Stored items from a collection
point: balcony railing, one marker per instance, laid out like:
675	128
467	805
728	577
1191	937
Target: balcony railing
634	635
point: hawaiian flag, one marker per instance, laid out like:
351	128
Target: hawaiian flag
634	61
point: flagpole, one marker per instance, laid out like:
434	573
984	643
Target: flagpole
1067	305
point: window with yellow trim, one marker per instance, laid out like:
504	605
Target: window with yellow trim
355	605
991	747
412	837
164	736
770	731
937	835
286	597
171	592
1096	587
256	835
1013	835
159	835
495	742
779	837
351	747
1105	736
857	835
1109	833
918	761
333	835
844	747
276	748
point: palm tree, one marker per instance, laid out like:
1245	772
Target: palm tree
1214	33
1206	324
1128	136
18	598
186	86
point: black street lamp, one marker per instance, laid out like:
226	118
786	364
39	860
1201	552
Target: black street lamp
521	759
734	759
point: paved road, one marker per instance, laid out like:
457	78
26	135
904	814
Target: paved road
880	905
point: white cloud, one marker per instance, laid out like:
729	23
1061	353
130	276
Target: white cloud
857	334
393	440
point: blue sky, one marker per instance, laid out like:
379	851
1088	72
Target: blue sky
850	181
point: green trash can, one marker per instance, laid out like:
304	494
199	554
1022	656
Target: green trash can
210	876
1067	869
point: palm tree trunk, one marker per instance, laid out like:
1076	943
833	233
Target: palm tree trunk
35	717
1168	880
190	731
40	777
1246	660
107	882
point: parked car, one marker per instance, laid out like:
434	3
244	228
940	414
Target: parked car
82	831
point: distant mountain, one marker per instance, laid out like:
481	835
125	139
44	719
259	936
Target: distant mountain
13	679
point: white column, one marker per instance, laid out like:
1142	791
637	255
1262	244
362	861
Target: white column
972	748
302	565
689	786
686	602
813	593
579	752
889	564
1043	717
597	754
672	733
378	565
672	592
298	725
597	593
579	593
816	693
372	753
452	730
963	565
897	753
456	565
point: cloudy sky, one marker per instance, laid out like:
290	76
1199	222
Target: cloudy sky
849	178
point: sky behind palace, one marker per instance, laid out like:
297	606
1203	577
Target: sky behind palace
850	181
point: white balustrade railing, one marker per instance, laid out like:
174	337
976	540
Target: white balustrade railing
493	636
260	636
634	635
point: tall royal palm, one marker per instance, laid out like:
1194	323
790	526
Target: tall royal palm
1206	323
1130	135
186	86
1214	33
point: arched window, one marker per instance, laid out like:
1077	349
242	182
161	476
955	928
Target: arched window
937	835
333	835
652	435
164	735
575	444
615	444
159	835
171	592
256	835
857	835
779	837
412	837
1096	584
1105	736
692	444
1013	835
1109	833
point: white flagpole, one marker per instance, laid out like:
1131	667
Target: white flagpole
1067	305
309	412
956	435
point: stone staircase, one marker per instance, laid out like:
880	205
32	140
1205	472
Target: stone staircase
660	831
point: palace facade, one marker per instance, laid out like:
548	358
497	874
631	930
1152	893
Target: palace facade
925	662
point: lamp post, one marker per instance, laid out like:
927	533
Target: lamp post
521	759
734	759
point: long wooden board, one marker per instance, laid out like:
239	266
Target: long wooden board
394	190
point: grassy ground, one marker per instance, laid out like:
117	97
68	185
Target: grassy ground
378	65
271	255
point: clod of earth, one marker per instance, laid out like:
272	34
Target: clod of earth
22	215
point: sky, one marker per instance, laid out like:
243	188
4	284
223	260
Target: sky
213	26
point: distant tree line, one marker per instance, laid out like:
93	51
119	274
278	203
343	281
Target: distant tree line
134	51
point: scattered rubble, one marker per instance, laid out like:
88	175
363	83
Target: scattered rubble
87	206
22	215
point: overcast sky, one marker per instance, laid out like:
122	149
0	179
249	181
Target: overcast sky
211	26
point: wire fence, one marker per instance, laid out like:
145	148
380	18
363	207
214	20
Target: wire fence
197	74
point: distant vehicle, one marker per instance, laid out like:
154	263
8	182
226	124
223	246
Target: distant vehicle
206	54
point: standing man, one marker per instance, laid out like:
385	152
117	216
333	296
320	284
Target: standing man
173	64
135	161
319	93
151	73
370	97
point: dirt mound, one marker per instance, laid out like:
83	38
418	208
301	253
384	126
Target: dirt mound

● TASK BRIEF: Look through the data above. Find each line with the string "dirt" and copy it.

● REPLY:
point: dirt mound, one marker per instance, laid out like:
Target: dirt mound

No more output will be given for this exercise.